**GIVEN PASSAGE**.
Ocean Pacific is another brand that got hijacked. This time the brand originated in the surfer market. Ocean Pacific, or Op for short, originated in the 1960s as a surfboard label. In 1972 the brand was extended into a line of clothing starting with surf trunks and walk shorts, and later with Hawaiian shirts. In 1977 Op started to sponsor the Association of Professional Surfers and its brand became not only synonymous with surf culture but also the clothing of professional surfers. In the 1980's with surf culture becoming mainstream, Op became a household name and was sought out by surfers, aspirational surfers, skaters, and snowboarders. Things went well for a while, but in its accelerated growth the brand managers lost the mystique of the brand when they started mainstreaming in distribution and selling through "uncool" places like Kmart. And while losing some of its mystique the market for surf clothes became populated with a plethora of competitive brands. As a result Op sales slumped for a decade. It wasn't until 1998 that a new management team revitalized the brand by reconstructing a promotional team of athletes, musicians and celebrities.

Going from Hijacked to a Smooth Landing
So, what have we learned? There are some simple rules when it comes to your brand being hijacked.

  • If your brand becomes an aspirational brand, let it be.
  • If your brand has concealed consumption, promote to the new segment.
  • If your brand has partitioned consumption, promote to the new segment.

**INFORMATION SHOWN**.
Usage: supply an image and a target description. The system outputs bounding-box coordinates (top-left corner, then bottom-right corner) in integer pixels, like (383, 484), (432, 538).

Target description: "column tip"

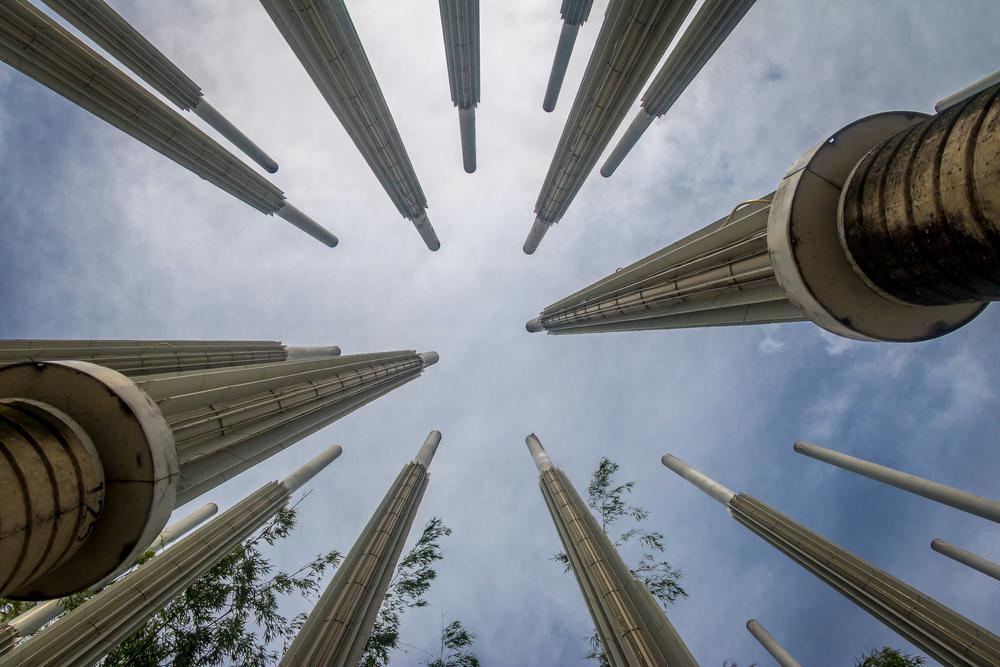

**WHAT TO DO**. In the passage about the Ocean Pacific brand, what did the new management team do in 1998 to revitalize it?

**FINAL RESULT**. It reconstructed a promotional team of athletes, musicians and celebrities.